Opinion by Sue Hutchison
Mercury News
Oct. 8, 2005

There is a small stack of cards, illustrated with nature photographs and etchings, that I keep to send to friends who have just lost a parent. I refer to them as my sympathy stationery, and lately it seems as though I've been sending one every few months.

I hear the voice of a friend, tight with grief, talking about how her mother finally has stopped eating at the hospital or how the fluid can't be drained from her lungs or how her face has begun to resemble a ghastly mask. Then I know it won't be long before I'll be choosing a card and writing my condolences.

Unavoidable Neediness

The rhythms of this slow dance at the end of life are becoming a familiar tune. It often takes years of decline and increasing dependence before someone reaches that coda. But my generation still seems to be in lock step with the philosophy that says you must focus on raising children and providing for your own security in old age, not also preparing to tend to an aging parent.

The evidence is everywhere that we need to start thinking about long-term care in the same way that we have been obsessed with child-rearing, stock portfolios and real estate. A report released last week by the President's Council on Bioethics, Taking Care: Ethical Caregiving in Our Aging Society, "sounds the alarm that we are not ready to care for a "mass geriatric society."

Already, more than a third of elderly people have a years-long cycle of terminal illness rather than a sudden death by heart failure or aggressive cancer. They need a lot of help before reaching the end. Leon Kass, who stepped down this month as chairman of the bioethics council, wrote recently in the Washington Post that it's time for us to get over ``preserving the fiction of autonomy in the face of unavoidable neediness.''

Becoming an Advocate

That means that in addition to worrying about getting into a good school district and keeping up on the reams of child development literature, we had better start clamoring for more and better geriatric medical facilities and skilled caregivers. Now that attending a ``Mommy and Me'' class has become a rite of passage for first-time parents, maybe we need to start a ``Mom and Me'' movement for adult children who want to help make their parents' lives in old age as graceful as possible.
* * * *
**WHAT YOU NEED TO DO**
1. Update the opinion piece on caring for aging parents, starting at the words "Becoming an Advocate" and ending after "graceful as possible.", with "caregivers" changed to "care workers".
2. Continue the opinion piece on caring for aging parents from its final sentence.

(Records taken from a dataset)
* * * *
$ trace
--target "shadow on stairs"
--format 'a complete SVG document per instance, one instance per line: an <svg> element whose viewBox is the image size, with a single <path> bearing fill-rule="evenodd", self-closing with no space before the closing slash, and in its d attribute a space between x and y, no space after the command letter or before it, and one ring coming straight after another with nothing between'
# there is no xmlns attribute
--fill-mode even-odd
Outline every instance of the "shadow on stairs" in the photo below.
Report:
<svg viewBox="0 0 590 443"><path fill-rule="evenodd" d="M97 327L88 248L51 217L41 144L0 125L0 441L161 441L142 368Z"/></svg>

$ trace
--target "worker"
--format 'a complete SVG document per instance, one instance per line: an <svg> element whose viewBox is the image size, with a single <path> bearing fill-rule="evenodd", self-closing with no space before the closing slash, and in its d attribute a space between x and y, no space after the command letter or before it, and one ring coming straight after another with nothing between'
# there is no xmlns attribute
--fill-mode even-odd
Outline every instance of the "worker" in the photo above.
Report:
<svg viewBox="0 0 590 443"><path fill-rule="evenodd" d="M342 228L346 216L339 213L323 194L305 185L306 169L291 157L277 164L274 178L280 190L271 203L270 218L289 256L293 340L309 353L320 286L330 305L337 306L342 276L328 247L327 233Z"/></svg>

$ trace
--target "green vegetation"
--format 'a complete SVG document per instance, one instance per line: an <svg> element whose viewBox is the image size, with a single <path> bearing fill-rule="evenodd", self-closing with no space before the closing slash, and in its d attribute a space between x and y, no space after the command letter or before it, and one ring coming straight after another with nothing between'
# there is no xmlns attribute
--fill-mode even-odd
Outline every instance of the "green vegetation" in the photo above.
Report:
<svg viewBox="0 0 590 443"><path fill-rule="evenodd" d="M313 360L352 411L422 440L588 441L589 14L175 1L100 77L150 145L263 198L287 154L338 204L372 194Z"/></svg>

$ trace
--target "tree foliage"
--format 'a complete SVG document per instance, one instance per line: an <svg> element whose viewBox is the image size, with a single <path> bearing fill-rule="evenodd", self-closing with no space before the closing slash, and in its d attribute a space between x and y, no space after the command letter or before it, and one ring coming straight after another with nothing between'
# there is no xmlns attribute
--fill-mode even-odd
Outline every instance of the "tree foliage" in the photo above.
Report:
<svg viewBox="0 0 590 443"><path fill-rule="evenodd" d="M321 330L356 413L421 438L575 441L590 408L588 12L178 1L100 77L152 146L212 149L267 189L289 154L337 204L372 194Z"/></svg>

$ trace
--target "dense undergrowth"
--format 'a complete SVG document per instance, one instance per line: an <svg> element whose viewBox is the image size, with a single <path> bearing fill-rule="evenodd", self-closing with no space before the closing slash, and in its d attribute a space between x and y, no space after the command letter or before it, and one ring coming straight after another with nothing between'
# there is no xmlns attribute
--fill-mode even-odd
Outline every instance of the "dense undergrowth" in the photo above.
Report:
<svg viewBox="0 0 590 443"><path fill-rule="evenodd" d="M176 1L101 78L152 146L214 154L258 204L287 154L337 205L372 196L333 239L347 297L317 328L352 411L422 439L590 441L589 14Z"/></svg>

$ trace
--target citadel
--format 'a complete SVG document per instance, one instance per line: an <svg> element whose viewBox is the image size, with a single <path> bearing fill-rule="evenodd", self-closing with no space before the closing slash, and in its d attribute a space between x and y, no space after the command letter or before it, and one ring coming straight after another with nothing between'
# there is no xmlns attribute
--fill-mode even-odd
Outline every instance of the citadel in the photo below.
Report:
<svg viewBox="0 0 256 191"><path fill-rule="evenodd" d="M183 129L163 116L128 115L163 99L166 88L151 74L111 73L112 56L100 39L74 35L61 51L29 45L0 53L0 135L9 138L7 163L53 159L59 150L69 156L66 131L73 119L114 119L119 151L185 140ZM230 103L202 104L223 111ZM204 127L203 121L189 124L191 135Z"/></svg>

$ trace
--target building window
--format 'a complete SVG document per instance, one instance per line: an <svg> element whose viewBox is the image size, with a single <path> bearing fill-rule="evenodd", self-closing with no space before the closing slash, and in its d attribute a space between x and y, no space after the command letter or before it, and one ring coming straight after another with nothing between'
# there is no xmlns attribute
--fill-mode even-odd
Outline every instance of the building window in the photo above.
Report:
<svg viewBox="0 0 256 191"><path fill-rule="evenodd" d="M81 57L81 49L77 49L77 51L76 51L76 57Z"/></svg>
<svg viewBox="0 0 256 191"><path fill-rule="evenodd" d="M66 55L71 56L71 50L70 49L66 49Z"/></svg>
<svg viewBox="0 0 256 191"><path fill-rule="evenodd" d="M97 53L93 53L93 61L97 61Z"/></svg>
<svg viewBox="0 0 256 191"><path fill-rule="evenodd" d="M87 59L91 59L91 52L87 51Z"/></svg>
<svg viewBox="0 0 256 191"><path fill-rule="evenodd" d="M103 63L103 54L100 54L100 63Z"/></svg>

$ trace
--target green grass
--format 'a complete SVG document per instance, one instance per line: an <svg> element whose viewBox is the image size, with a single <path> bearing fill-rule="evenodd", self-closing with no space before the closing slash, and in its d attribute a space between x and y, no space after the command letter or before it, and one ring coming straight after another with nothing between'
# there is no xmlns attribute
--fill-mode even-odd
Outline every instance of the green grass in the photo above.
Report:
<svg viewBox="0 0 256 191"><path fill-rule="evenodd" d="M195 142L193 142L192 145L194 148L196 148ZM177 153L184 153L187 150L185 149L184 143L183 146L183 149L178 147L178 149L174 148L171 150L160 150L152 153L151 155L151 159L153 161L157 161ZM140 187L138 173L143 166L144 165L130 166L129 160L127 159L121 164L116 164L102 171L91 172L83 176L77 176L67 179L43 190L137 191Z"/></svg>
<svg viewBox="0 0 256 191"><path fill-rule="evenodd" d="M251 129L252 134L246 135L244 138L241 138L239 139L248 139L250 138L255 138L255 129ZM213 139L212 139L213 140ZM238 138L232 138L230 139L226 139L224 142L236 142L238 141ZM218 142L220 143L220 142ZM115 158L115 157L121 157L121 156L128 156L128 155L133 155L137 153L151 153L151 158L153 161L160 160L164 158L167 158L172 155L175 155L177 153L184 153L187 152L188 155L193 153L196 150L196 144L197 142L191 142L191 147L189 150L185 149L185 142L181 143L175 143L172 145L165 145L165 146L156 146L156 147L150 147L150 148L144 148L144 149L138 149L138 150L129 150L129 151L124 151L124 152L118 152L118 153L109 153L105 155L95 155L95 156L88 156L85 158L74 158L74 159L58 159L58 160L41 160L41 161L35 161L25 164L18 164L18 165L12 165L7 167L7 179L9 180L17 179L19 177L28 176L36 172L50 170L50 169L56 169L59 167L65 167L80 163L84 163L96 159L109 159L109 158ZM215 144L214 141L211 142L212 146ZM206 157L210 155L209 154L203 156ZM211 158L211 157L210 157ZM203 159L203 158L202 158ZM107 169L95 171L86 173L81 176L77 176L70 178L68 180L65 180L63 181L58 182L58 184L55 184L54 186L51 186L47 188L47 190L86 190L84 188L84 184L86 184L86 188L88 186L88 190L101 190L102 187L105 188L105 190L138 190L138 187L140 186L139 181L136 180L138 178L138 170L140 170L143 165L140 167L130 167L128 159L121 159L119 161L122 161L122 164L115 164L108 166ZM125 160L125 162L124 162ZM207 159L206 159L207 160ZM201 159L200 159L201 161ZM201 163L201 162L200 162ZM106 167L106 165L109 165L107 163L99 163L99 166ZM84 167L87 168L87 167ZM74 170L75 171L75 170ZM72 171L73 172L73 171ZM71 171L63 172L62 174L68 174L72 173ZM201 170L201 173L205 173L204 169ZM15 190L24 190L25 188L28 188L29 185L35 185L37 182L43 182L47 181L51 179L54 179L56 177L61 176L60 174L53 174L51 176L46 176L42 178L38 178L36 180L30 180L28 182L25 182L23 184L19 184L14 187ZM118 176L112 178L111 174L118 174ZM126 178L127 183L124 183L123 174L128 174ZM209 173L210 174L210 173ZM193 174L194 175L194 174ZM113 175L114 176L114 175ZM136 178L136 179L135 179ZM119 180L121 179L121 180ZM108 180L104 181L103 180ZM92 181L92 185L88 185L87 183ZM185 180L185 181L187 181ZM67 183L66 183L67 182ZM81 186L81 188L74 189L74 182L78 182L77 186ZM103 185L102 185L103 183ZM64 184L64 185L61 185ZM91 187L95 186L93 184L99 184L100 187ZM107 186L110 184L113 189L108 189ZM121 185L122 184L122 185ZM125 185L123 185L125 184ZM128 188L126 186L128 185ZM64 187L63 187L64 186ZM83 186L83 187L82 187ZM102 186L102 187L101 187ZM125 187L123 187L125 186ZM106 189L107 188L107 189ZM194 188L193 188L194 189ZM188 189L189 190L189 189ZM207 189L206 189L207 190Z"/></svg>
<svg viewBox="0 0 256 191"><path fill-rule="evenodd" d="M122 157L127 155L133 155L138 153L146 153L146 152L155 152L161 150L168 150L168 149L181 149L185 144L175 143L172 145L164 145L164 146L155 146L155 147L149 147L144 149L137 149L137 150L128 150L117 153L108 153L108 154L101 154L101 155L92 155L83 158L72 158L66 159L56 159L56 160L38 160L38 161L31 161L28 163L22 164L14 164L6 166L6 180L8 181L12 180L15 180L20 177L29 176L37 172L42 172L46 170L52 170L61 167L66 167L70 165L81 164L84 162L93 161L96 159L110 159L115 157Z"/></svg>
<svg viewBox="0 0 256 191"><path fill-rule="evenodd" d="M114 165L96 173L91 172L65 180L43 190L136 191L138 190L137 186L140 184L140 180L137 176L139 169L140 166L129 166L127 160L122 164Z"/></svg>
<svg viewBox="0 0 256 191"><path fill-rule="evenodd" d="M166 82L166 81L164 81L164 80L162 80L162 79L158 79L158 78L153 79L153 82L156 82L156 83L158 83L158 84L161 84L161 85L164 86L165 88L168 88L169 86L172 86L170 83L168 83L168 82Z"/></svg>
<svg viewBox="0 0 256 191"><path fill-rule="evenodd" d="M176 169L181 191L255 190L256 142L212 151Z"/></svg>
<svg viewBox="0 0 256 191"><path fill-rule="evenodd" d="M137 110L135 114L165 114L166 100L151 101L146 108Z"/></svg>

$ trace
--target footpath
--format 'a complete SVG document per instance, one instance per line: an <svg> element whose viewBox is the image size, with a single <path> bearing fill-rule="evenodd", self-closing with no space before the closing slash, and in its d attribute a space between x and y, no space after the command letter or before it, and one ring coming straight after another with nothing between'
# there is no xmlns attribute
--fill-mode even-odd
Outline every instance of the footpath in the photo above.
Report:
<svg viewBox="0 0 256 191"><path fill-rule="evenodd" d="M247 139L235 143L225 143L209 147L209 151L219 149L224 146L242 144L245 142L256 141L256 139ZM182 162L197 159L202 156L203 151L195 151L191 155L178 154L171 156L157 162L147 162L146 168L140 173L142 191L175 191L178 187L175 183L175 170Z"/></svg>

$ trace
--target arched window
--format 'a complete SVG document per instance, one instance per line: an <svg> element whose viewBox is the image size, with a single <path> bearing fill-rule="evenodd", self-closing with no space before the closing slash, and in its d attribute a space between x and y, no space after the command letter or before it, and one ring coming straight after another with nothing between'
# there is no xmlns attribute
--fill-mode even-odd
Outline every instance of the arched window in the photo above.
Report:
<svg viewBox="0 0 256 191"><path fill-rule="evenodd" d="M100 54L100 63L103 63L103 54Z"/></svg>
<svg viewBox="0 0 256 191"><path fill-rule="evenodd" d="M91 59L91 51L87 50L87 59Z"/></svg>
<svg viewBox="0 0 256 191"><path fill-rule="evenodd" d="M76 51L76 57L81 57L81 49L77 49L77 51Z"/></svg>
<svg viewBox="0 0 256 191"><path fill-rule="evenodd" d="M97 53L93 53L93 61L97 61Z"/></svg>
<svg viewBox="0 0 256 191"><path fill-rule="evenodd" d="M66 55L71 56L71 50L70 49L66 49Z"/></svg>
* * * *
**ANSWERS GIVEN**
1.
Becoming an Advocate

That means that in addition to worrying about getting into a good school district and keeping up on the reams of child development literature, we had better start clamoring for more and better geriatric medical facilities and skilled care workers. Now that attending a ``Mommy and Me'' class has become a rite of passage for first-time parents, maybe we need to start a ``Mom and Me'' movement for adult children who want to help make their parents' lives in old age as graceful as possible.

2.
For years, we have been hearing about the sandwich generation that cares for kids and parents simultaneously, but few realized that caring for aging parents might go on as long as a child's preschool years. Anyone who has had to watch someone's agonizing slide into dementia knows that resources for the elderly are often inadequate and come with a genuinely scary price tag.

It's time for us to start being advocates for the elderly long before they land in the hospital or nursing home. Providing home-care nurses needs to have the same priority as training top teachers. Community fundraising efforts need to benefit assisted-living facilities as well as day care centers. We need to make provisions for long-term care an important part of the battle for more affordable health insurance.

Just this week I found myself writing yet another note on my sympathy stationery. I reflected once again on how the most fitting tribute to parents who raised us well is being able to tend to them with equal devotion during that time when they can no longer take care of themselves.